__Task data__:
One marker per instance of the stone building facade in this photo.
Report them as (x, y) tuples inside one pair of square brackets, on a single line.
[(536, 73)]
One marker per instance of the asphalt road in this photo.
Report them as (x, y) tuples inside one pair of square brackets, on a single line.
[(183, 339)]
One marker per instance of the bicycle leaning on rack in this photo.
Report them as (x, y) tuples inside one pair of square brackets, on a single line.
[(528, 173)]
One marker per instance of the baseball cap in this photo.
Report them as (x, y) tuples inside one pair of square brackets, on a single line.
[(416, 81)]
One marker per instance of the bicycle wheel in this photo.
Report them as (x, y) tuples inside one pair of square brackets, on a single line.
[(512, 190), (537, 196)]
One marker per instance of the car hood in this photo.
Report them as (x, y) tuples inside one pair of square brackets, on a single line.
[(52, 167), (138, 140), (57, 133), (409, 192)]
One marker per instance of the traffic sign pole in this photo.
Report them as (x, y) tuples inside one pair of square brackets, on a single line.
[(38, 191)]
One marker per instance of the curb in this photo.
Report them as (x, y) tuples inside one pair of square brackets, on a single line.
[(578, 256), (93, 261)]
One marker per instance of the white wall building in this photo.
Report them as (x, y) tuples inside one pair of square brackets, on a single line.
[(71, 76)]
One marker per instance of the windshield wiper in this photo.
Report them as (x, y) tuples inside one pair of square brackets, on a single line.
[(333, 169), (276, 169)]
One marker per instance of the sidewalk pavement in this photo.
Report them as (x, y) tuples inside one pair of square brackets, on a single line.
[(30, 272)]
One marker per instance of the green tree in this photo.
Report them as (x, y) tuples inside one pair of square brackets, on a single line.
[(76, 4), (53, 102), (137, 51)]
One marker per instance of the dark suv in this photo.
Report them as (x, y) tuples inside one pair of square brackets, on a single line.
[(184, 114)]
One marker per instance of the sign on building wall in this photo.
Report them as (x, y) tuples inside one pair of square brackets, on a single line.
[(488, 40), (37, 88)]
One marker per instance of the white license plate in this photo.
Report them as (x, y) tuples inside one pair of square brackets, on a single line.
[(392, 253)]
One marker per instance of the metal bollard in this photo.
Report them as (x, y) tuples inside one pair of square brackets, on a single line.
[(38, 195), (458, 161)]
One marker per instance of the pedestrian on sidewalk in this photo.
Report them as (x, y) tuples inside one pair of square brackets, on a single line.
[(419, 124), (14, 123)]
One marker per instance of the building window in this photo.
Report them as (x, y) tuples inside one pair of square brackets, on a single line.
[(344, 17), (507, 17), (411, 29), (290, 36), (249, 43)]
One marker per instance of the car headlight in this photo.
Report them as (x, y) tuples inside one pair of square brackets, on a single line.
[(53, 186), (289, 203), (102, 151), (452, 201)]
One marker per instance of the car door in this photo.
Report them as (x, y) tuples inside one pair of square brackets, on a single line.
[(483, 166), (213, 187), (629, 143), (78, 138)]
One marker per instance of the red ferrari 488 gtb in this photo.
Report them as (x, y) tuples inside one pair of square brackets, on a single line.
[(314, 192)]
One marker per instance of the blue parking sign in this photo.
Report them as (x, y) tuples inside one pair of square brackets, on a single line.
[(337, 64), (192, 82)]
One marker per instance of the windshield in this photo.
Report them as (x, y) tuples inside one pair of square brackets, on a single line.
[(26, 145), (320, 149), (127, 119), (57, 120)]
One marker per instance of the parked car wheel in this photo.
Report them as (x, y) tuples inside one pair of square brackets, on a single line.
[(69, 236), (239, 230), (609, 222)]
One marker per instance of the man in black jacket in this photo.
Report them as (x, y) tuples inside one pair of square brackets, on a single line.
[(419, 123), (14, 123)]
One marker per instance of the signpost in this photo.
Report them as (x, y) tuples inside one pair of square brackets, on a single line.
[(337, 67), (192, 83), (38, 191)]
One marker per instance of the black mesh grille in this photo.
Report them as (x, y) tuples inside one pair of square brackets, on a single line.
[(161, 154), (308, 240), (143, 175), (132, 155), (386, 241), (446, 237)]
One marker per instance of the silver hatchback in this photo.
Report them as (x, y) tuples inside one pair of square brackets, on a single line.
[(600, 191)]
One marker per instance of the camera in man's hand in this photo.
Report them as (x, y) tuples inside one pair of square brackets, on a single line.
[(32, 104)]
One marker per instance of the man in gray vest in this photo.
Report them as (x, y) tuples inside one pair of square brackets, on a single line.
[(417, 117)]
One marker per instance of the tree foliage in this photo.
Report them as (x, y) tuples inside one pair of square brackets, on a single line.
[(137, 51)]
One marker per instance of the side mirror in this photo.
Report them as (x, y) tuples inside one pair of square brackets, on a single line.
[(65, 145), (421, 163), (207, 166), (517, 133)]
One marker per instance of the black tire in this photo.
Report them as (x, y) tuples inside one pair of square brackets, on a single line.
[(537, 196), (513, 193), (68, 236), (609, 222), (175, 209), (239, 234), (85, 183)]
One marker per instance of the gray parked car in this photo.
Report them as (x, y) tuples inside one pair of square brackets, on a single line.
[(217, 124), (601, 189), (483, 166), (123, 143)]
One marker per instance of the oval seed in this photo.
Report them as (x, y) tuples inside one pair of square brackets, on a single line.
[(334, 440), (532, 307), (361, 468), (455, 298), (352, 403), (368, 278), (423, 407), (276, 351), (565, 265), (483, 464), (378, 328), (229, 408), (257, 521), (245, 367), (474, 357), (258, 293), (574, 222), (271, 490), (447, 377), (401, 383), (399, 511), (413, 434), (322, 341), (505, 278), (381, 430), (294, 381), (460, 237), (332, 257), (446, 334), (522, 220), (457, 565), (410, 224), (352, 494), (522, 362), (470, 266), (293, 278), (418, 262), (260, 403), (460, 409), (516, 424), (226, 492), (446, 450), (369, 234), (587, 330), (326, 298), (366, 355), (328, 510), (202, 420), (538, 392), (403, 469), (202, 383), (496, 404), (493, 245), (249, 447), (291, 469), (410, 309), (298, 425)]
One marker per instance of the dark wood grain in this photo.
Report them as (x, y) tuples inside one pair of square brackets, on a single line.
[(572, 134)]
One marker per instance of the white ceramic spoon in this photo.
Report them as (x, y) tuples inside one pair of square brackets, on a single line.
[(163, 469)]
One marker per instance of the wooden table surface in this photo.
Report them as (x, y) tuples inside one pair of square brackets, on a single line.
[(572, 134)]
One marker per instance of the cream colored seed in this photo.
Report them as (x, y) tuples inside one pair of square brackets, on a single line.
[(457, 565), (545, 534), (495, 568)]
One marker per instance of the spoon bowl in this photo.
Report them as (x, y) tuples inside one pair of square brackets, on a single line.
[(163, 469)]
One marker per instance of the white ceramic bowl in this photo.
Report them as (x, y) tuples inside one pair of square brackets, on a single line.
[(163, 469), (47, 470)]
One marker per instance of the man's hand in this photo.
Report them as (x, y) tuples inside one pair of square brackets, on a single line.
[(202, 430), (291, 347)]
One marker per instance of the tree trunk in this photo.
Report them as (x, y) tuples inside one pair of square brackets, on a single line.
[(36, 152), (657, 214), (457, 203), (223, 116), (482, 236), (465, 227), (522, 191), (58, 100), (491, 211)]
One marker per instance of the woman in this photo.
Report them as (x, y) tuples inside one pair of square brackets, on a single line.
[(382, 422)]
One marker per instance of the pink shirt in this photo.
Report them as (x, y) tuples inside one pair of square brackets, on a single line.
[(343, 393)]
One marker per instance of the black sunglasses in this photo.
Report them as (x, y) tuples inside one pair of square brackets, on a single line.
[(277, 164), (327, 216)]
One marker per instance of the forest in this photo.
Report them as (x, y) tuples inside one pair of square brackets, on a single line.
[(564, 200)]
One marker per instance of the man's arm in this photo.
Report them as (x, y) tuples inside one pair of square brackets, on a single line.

__Work to do__:
Each line of the material above needs to be quoted exactly, please.

__Answer__:
One marker per instance of the stone building facade in this photo.
Report them as (x, y) tuples inside one pair of square brackets, on a single line.
[(536, 73)]
One marker per instance of the asphalt road in this photo.
Report them as (x, y) tuples inside one pair of square brackets, on a single line.
[(183, 339)]
One marker per instance of the bicycle leaning on rack in this photo.
Report them as (x, y) tuples inside one pair of square brackets, on a single line.
[(528, 173)]
One marker per instance of the baseball cap in this photo.
Report them as (x, y) tuples inside one pair of square brackets, on a single line.
[(416, 81)]
One marker per instance of the bicycle wheel in this photo.
Report them as (x, y) tuples inside one pair of square brackets, on a single line.
[(512, 190), (537, 196)]
One marker per instance of the car hood in this photo.
Report them as (x, y) tuples inside one pair of square brackets, on a single line.
[(52, 167), (138, 140), (57, 133), (409, 192)]
One marker per instance of the traffic sign pole in this photo.
Report them as (x, y) tuples inside one pair of square brackets, on a single line.
[(38, 191)]
One marker per instance of the curb in this photo.
Report them as (x, y) tuples inside one pair of square brackets, on a single line.
[(578, 256), (93, 261)]
One marker per instance of the white wall building in this photo.
Report them as (x, y) tuples inside one pair of square brackets, on a single line.
[(71, 76)]
One marker per instance of the windshield wiper in this photo.
Report them as (x, y) tuples inside one pair of square brackets, on a single line.
[(333, 169), (276, 169)]
One marker per instance of the sidewalk pavement in this photo.
Report them as (x, y) tuples inside one pair of square brackets, on a single line.
[(30, 272)]
One marker per instance of the green tree in this photo.
Report them as (x, y) tuples inside one pair of square brackets, on a single line.
[(76, 4), (53, 102), (137, 51)]
One marker per instance of the dark suv in this photo.
Report them as (x, y) tuples inside one pair of square brackets, on a single line.
[(184, 114)]
One marker per instance of the sign on building wall in this photo.
Report them as (x, y) tuples inside one pair of square brackets, on a single line.
[(488, 40), (37, 88)]
One marker per instance of the white license plate in this photo.
Report them as (x, y) tuples inside one pair of square brackets, on a single line.
[(392, 253)]
One marker per instance of the metal bollard in this photo.
Report them as (x, y) tuples inside one pair of square brackets, on a single line.
[(38, 195), (458, 161)]
One marker per instance of the pedestrian on sidewalk in this photo.
Report them as (x, y) tuples inside one pair of square brackets, on a single line.
[(419, 124), (14, 123)]
One marker per instance of the building window in this photo.
Report them as (x, y) tuples inside one pair of square brackets, on a single line.
[(344, 17), (507, 17), (411, 29), (290, 36), (249, 43)]
One marker per instance of the car headlight in this photo.
Report them as (x, y) tuples inside one pair of square brackets, on a single line.
[(53, 186), (289, 203), (102, 151), (452, 201)]
One marker per instance of the car door in this photo.
Report them as (x, y) tuples inside one pair of square brackets, on a single line.
[(483, 166), (213, 187), (629, 143), (78, 138)]
One marker per instance of the red ferrari 488 gtb in this photo.
Report them as (x, y) tuples inside one pair of square brackets, on a single line.
[(314, 192)]
One marker per instance of the blue parking sign in this photo.
Report them as (x, y) tuples inside one pair of square brackets, on a single line.
[(337, 64), (192, 82)]
One marker per instance of the windshield in this photo.
Report them as (x, y) tuples inside one pair of square brackets, on a single line.
[(26, 145), (320, 149), (127, 119), (57, 120)]
One marker per instance of the parked car wheel in this photo.
Report them as (x, y) tuples inside one pair of square brackets, on a single line.
[(69, 236), (239, 230), (609, 222)]
One marker per instance of the man in black jacket in this photo.
Report them as (x, y) tuples inside one pair of square brackets, on a single line.
[(419, 123), (14, 123)]
One marker per instance of the signpost in this photo.
Report them as (x, y) tuples inside one pair of square brackets, on a single line.
[(337, 67), (192, 83), (38, 191)]
One marker per instance of the black mesh grille in this photo.
Report them as (x, y) tuples inside one pair of square brackets, on a single line.
[(161, 154), (308, 240), (143, 175), (132, 155), (386, 241), (446, 237)]
One marker per instance of the silver hatchback in this photo.
Report them as (x, y) tuples inside one pair of square brackets, on a single line.
[(600, 191)]
One marker per instance of the camera in man's hand in this photo.
Report them as (x, y) tuples inside one pair of square brackets, on a single line.
[(32, 104)]
One marker per instance of the man in gray vest in this photo.
Report them as (x, y) tuples inside one pair of square brackets, on a single line.
[(417, 117)]
One marker per instance of the tree foliage in this photo.
Report them as (x, y) tuples inside one pair of square brackets, on a single line.
[(137, 51)]
One marker per instance of the side mirror in this photo.
Report them as (x, y) tuples inside one pair of square brackets, on a single line.
[(65, 145), (421, 163), (207, 166), (517, 133)]
One marker per instance of the black tire in this photo.
Report them as (x, y) tuples inside one pair of square brackets, on a single line.
[(537, 196), (513, 193), (68, 236), (609, 222), (175, 209), (239, 234), (85, 183)]
One marker per instance of the gray parked car in this photo.
Report them as (x, y) tuples inside one pair of square brackets, on a single line.
[(217, 124), (601, 189), (483, 166), (123, 143)]
One marker per instance of the oval seed in this photo.
Report them as (x, y) tuples inside one pair of square brackets, on a single line.
[(334, 440), (532, 307), (361, 468), (455, 298), (352, 403), (368, 278), (423, 407), (276, 351), (565, 265), (483, 464), (378, 328), (229, 408), (257, 521), (245, 367), (474, 357), (258, 293), (574, 222), (271, 490), (447, 377), (401, 383), (399, 511), (413, 434), (322, 341), (505, 278), (381, 430), (294, 381), (460, 237), (332, 257), (446, 334), (522, 220), (457, 565), (410, 224), (352, 494), (522, 362), (470, 266), (293, 278), (418, 262), (260, 403), (460, 409), (516, 424), (226, 492), (446, 450), (369, 234), (587, 330), (326, 298), (366, 355), (328, 510), (202, 420), (538, 392), (403, 469), (202, 383), (496, 404), (493, 245), (249, 447), (291, 469), (410, 309), (298, 425)]
One marker per instance of the dark wood grain in this photo.
Report them as (x, y) tuples inside one pair of square brackets, on a single line.
[(572, 134)]
One marker per instance of the white ceramic spoon in this photo.
Report them as (x, y) tuples inside one pair of square brackets, on a single line.
[(163, 469)]
One marker per instance of the wooden table surface in this photo.
Report them as (x, y) tuples inside one pair of square brackets, on a single line.
[(572, 134)]
One marker per instance of the cream colored seed in this photo.
Report them as (x, y) tuples inside one pair of square brackets, on a single line.
[(457, 565), (545, 534), (495, 568)]
One marker per instance of the spoon bowl in this photo.
Report them as (x, y) tuples inside one pair of square brackets, on a single line.
[(163, 469)]
One marker per instance of the white ceramic bowl in this photo.
Report them as (x, y) tuples inside one pair of square brackets, on a single line.
[(163, 469), (47, 470)]
One marker per instance of the man's hand in this photo.
Report them as (x, y) tuples inside one pair of square brackets, on a single line.
[(202, 430), (291, 347)]
One marker per instance of the tree trunk in this photo.
Report them as (x, y) tuples inside one pair of square brackets, on a single line.
[(36, 152), (657, 214), (457, 203), (223, 116), (482, 236), (465, 227), (522, 191), (58, 100), (491, 211)]
One marker per instance of the woman in this photo.
Report them as (x, y) tuples inside one pair of square brackets, on a single line.
[(382, 422)]
One marker per instance of the pink shirt in this photo.
Report them as (x, y) tuples inside one pair of square brackets, on a single line.
[(343, 393)]
One marker per instance of the black sunglasses in this photo.
Report them as (x, y) tuples inside one pair of square brackets, on a single line.
[(277, 164), (327, 216)]
One marker per instance of the forest in this photo.
Report them as (x, y) tuples inside one pair of square brackets, on a single line.
[(564, 200)]
One marker per instance of the man's arm in this photo.
Report them as (x, y) tuples inside one pair of square brackets, on a single line.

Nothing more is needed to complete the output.